- Task set
a: Summarize the notes on threads below in three sentences.
b: Answer these questions from the notes on threads below:
(i) With the lock in place, what value does y end up with?
(ii) What causes deadlock?
(iii) Does accessing multiple variables necessarily happen in "program order"?

-- Text extract start --

Race condition

  • A race condition occurs when two or more threads can access shared data and they try to change it at the same time, (both threads are "racing" to access/change the data.)

Problems often occur when one thread does a check-then-ac" (e.g. "check" if the value is X, then "act" to do something that depends on the value being X) and another thread does something to the value in between the "check" and the "act". E.g:

if (x == 5) { // The "Check"
   y = x * 2; // The "Act"

   // If another thread changed x in between
   // "if (x == 5)" and "y = x * 2" above,
   // y will not be equal to 10.
}

The point being, y could be 10, or it could be anything, depending on whether another thread changed x in between the check and act. You have no real way of knowing.

In order to prevent race conditions from occurring, you would typically put a lock around the shared data to ensure only one thread can access the data at a time. This would mean something like this:

// Obtain lock for x
if (x == 5) {
   y = x * 2;
   // Now, nothing can change x until the lock is released.
   // Therefore y = 10
}
// release lock for x

Handling deadlock

Deadlock describes a situation where two or more threads are blocked forever, waiting for each other.

  • Deadlock occurs when multiple threads need the same locks but obtain them in different order.

  • A Java multithreaded program may suffer from the deadlock condition because the synchronized keyword causes the executing thread to block while waiting for the lock, or monitor, associated with the specified object.

Publication and data visibility

  • Writing a value to some variable from Thread A doesn't guarantee that the new value will be immediately visible from Thread B, or even visible at all.
  • Accessing multiple variables doesn't necessarily happen in "program order".
  • We need to explicitly deal with data visibility when data is to be accessed by multiple threads and/or when order of access is important, whether the access is concurrent or not.

-- Text extract end --
-- Data excerpts start --

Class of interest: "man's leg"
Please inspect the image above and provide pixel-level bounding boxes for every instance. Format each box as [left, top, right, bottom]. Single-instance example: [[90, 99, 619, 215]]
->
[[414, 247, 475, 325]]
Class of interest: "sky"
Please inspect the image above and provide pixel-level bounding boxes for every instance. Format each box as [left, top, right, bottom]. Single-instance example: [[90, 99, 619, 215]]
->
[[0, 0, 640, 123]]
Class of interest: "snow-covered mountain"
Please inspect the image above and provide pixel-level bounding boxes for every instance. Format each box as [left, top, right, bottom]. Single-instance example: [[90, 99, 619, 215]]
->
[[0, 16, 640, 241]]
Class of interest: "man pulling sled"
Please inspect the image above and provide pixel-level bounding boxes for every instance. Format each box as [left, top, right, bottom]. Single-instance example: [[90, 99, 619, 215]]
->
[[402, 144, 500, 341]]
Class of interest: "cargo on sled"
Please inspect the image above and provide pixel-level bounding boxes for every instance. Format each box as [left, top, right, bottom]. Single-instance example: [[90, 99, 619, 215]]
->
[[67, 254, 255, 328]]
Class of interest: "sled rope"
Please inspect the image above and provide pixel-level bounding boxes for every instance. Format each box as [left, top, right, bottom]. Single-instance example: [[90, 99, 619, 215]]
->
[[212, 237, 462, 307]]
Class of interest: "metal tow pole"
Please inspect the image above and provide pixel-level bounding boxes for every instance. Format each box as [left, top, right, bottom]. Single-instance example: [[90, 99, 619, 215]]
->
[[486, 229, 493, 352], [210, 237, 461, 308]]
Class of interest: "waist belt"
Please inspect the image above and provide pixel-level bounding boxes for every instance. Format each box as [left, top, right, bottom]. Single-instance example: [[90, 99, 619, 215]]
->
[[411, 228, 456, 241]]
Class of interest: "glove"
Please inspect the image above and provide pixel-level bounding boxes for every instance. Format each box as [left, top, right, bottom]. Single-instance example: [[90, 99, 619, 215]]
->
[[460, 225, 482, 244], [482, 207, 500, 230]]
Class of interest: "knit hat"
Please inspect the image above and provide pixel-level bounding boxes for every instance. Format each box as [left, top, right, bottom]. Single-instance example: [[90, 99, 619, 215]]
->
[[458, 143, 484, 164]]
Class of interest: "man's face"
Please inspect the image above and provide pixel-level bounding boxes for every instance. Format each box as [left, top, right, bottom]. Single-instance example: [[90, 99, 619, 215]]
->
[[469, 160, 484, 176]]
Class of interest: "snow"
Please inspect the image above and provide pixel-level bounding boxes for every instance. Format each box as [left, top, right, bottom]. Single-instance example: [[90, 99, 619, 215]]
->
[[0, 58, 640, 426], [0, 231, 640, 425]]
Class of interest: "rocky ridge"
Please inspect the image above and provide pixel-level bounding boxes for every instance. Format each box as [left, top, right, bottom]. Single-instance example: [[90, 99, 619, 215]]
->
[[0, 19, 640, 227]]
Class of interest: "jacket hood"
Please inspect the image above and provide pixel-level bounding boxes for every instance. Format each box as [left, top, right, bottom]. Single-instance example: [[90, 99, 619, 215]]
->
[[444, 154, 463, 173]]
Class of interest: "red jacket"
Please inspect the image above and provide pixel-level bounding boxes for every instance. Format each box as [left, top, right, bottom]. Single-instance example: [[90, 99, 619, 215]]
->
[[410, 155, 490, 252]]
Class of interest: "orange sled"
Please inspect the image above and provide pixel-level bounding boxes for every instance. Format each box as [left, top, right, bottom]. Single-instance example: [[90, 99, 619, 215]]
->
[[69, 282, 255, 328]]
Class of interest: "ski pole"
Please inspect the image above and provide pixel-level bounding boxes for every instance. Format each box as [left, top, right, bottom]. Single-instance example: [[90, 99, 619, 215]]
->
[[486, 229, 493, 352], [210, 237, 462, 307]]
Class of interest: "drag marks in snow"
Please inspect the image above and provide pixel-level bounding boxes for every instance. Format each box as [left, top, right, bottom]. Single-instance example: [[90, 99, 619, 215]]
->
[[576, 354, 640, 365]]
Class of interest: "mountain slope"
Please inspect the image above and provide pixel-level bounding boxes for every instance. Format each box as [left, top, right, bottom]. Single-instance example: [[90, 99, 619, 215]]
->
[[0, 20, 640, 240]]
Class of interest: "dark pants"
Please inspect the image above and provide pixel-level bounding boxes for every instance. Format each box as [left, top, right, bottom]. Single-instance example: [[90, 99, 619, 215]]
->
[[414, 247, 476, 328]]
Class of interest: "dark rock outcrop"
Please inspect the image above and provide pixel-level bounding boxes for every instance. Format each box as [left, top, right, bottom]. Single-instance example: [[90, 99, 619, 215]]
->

-- Data excerpts end --

- Exercise answers
a: A race condition occurs when two or more threads can access shared data and try to change it at the same time, and it is typically prevented by putting a lock around the shared data so only one thread can access it at a time. Deadlock is a situation where two or more threads are blocked forever, waiting for each other, and it happens when multiple threads need the same locks but obtain them in different order. Writing a value from one thread doesn't guarantee that another thread will see it immediately or at all, so data visibility has to be dealt with explicitly when multiple threads access the data.

b:
(i) 10
(ii) Multiple threads need the same locks but obtain them in different order.
(iii) No.